Stored records:

▼▼▼

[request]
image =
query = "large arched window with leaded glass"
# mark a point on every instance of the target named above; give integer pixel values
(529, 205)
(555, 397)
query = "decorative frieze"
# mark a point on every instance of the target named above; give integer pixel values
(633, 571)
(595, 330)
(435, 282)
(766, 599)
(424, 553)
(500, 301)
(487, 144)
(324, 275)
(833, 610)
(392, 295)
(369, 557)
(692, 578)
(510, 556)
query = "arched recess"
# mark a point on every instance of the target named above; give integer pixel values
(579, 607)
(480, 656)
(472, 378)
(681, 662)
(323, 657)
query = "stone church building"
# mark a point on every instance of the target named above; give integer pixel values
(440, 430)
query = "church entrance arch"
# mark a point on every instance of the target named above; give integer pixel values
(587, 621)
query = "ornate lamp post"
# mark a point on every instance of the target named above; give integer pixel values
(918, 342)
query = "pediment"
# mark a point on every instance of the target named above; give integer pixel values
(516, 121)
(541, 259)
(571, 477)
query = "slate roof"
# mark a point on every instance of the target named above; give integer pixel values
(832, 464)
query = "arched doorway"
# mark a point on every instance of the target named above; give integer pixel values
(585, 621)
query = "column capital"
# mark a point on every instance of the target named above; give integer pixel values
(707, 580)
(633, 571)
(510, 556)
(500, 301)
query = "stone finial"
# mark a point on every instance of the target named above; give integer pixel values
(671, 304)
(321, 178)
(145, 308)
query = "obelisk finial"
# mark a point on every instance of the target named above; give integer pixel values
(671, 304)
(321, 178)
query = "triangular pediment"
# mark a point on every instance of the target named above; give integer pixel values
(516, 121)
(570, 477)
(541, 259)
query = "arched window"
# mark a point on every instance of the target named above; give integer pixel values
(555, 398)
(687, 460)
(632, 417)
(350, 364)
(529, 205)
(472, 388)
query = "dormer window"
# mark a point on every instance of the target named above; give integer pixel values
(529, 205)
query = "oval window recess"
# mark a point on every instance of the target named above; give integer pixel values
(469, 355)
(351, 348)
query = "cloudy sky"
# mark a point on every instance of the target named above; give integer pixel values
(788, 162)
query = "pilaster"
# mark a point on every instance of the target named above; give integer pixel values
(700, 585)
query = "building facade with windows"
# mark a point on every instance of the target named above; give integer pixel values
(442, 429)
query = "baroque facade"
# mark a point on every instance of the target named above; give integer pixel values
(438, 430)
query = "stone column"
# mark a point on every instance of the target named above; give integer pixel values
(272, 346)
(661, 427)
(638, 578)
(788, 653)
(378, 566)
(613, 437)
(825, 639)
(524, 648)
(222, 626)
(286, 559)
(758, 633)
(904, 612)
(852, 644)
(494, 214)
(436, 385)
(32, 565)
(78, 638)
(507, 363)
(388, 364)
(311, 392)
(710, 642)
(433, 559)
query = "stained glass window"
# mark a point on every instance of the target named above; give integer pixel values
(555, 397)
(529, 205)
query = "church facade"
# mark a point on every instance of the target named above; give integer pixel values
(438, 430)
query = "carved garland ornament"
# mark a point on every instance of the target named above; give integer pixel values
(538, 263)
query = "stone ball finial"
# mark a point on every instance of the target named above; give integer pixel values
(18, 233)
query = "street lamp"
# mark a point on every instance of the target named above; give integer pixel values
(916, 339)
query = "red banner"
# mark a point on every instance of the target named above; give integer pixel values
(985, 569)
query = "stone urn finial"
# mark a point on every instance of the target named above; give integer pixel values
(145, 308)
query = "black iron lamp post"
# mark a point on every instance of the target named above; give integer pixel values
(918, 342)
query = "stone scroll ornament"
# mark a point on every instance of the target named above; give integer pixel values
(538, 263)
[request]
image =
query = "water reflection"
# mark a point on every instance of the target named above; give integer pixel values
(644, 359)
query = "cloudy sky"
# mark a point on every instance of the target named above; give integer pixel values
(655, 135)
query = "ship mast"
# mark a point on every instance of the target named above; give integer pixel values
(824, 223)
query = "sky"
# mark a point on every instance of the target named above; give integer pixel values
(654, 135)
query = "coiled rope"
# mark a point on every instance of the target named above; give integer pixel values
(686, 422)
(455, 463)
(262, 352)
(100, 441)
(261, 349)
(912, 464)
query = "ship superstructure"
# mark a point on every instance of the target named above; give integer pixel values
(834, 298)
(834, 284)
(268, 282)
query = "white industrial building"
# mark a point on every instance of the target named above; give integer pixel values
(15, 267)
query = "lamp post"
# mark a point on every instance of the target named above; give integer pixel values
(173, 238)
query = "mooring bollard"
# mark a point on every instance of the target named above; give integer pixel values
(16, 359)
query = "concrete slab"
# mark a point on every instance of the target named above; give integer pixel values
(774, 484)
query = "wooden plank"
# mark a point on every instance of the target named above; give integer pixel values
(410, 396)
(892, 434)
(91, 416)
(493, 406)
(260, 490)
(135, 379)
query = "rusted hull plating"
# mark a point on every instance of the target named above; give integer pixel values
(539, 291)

▲▲▲

• _Do this_: Quote every entry exactly.

• _Complete answer_:
[request]
image =
query = "large arched window with leaded glass"
# mark a point on every instance of the target named above; give integer pixel values
(529, 205)
(555, 397)
query = "decorative frieze"
# mark a point on every instance of the target named above; give integer pixel values
(633, 571)
(595, 330)
(435, 282)
(766, 599)
(424, 553)
(500, 301)
(487, 144)
(324, 275)
(833, 610)
(392, 295)
(369, 557)
(692, 578)
(510, 556)
query = "arched recess"
# mark a point on every instance of the target named above; give integer pixel values
(579, 607)
(480, 656)
(472, 378)
(681, 662)
(323, 657)
query = "stone church building"
# mark a point on every instance of the target named above; give integer pixel values
(440, 430)
query = "church entrance arch"
# mark a point on every instance of the target named above; give integer pixel values
(587, 621)
query = "ornate lamp post"
# mark a point on every instance of the target named above; give integer pixel values
(918, 342)
query = "pediment"
# mark a point on every instance of the target named above; give integer pixel values
(516, 121)
(541, 259)
(571, 477)
query = "slate roof"
# mark a point on every instance of the target named above; give integer pixel values
(832, 464)
query = "arched doorway"
# mark a point on every instance of the target named above; give integer pixel values
(585, 621)
query = "column capital"
# mark a point on every instance of the target named above; give integer pixel values
(707, 580)
(633, 571)
(510, 556)
(500, 301)
query = "stone finial"
# mark a point on every instance of the target named above; give integer pixel values
(671, 304)
(321, 178)
(145, 308)
query = "obelisk finial"
# mark a point on every instance of the target named above; give integer pixel values
(671, 304)
(321, 178)
query = "triangular pediment"
# mark a point on every instance of the target named above; give integer pixel values
(516, 121)
(570, 477)
(541, 259)
query = "arched window"
# mark a point on every instance of the target named above; give integer pixel values
(555, 398)
(687, 460)
(632, 417)
(350, 364)
(529, 205)
(472, 388)
query = "dormer window"
# mark a point on every instance of the target named above; give integer pixel values
(529, 205)
query = "oval window recess"
# mark a point on every instance of the target named above; give integer pixel values
(469, 355)
(351, 348)
query = "cloudy sky"
# mark a point on every instance of the target named above; give integer pixel values
(788, 162)
query = "pilaster"
# mark a point on every instance of the target named above; give integer pixel values
(700, 585)
query = "building facade with windows"
# mark a point on every instance of the target named above; give integer pixel values
(442, 429)
query = "baroque facade"
# mark a point on every instance of the target named above; give integer pixel values
(438, 430)
query = "stone column"
# mark a point on every instance of the target named above; give integer pixel values
(272, 346)
(661, 427)
(638, 578)
(788, 653)
(378, 566)
(613, 437)
(825, 639)
(524, 648)
(222, 626)
(286, 559)
(758, 633)
(904, 612)
(852, 644)
(494, 214)
(436, 385)
(32, 565)
(78, 638)
(507, 363)
(388, 364)
(311, 392)
(710, 642)
(433, 559)
query = "stained glass window"
# mark a point on every instance of the target named above; give integer pixel values
(555, 397)
(529, 205)
query = "church facade"
# mark a point on every instance of the target named above; give integer pixel values
(438, 430)
query = "carved garland ornament"
# mark a point on every instance of the target named above; give integer pixel values
(538, 263)
query = "stone ball finial"
# mark a point on every instance of the target named above; give integer pixel values
(18, 233)
query = "street lamp"
# mark a point on every instance of the target named above; give integer pixel values
(916, 339)
query = "red banner"
# mark a point on every instance of the target named above; give integer pixel values
(985, 569)
query = "stone urn finial"
# mark a point on every instance of the target named above; give integer pixel values
(145, 308)
query = "black iron lamp post"
# mark a point on every instance of the target named above; give integer pixel values
(918, 342)
query = "stone scroll ornament"
# mark a point on every instance of the target named above; give integer pixel values
(538, 263)
[request]
image =
query = "water reflection"
# mark a point on every instance of the target named above; give integer pixel values
(644, 359)
query = "cloudy sky"
# mark a point on every instance of the target named above; give integer pixel values
(655, 135)
query = "ship mast"
# mark a point on every instance of the target named above; give integer pixel values
(824, 223)
query = "sky"
# mark a point on every instance of the target named above; give integer pixel values
(654, 135)
query = "coiled rope"
# mark a point on every instance of the target named above; give integer pixel values
(686, 422)
(455, 463)
(262, 352)
(100, 441)
(261, 349)
(912, 464)
query = "ship superstructure"
# mark a point on every instance of the target named above; give integer pixel values
(834, 298)
(834, 284)
(268, 282)
query = "white industrial building"
# mark a point on every instance of the target named above; give integer pixel values
(15, 267)
query = "lamp post"
# mark a point on every instance of the target named above; give integer pixel values
(173, 238)
query = "mooring bollard"
# mark a point on every instance of the target named above; give integer pixel values
(16, 359)
query = "concrete slab"
# mark a point on every instance of the target named above; give integer pixel values
(774, 484)
query = "wooden plank"
# mark a point on every instance of the target named above; give integer pixel values
(410, 396)
(892, 434)
(91, 416)
(493, 406)
(260, 490)
(135, 379)
query = "rusted hull plating"
# mark a point on every instance of the target named above; give integer pixel values
(539, 291)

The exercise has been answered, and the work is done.